For those that are not familiar with your work, could you tell us a little bit about the intellectual process behind DumoLab*? What drew you to work at the intersection of biomaterials, technology and life sciences?
My partner Jorge Duró and I started DumoLab in Barcelona around 2008 as an experimental self-directed practice to explore computational design and new material systems. We moved to MIT in 2011 and developed work with incredible people such as Mark Goulthorpe at the MIT Large-scale Robotics Manufacturing Lab and Meejin Yoon and Eric Howeler’s at MYStudio. We also worked with Christine Ortiz’s Structural Biological Materials group, which got us interested in strategies for the deeper inclusion of material science and biology in the design practice.
This led us to meet Neri Oxman and join her Mediated Matter group at the MIT MediaLab, where we worked on a novel Water-based Fabrication Platform with biologists and physicists to integrate organismic and material performance into digital design and fabrication. Today as a Doctoral Researcher at the Tufts BME SilkLab led by Fiorenzo Omenetto, I am a very privileged Architect immersed in a state-of-the-art Biomedical Engineering environment bringing bio-material exploration forward into sustainable products and architectural parts.

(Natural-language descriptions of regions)

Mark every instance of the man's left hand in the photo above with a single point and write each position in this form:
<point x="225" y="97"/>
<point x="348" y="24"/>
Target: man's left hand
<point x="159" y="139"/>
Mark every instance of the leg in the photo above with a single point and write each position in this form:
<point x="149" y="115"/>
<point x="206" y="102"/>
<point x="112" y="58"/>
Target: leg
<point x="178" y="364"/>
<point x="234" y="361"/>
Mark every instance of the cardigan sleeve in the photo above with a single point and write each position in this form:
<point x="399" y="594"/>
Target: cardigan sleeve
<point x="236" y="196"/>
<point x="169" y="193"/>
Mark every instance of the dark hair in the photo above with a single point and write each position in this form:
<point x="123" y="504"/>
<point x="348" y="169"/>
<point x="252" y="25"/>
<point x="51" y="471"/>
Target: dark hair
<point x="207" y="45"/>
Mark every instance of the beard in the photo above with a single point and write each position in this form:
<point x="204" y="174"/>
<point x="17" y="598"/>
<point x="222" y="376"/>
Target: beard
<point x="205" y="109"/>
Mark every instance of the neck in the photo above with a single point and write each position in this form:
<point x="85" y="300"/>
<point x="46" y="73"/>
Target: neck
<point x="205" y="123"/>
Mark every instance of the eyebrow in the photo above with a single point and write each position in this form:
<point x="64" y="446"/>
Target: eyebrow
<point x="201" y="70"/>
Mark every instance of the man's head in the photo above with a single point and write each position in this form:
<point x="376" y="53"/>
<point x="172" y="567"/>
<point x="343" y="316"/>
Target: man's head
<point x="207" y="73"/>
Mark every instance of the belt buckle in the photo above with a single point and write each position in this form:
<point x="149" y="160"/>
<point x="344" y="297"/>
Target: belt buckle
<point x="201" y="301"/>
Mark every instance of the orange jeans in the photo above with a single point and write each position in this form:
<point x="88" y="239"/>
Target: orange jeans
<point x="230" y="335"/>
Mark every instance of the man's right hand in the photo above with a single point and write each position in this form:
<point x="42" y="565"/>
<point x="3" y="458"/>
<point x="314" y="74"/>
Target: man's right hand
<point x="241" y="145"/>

### Work task
Answer these questions using the DumoLab interview:
(a) In which city, and around what year, was DumoLab started?
(b) Which group at the MIT MediaLab did the pair join?
(c) Who leads the Tufts BME SilkLab?

### Response area
(a) Barcelona, around 2008.
(b) Neri Oxman's Mediated Matter group.
(c) Fiorenzo Omenetto.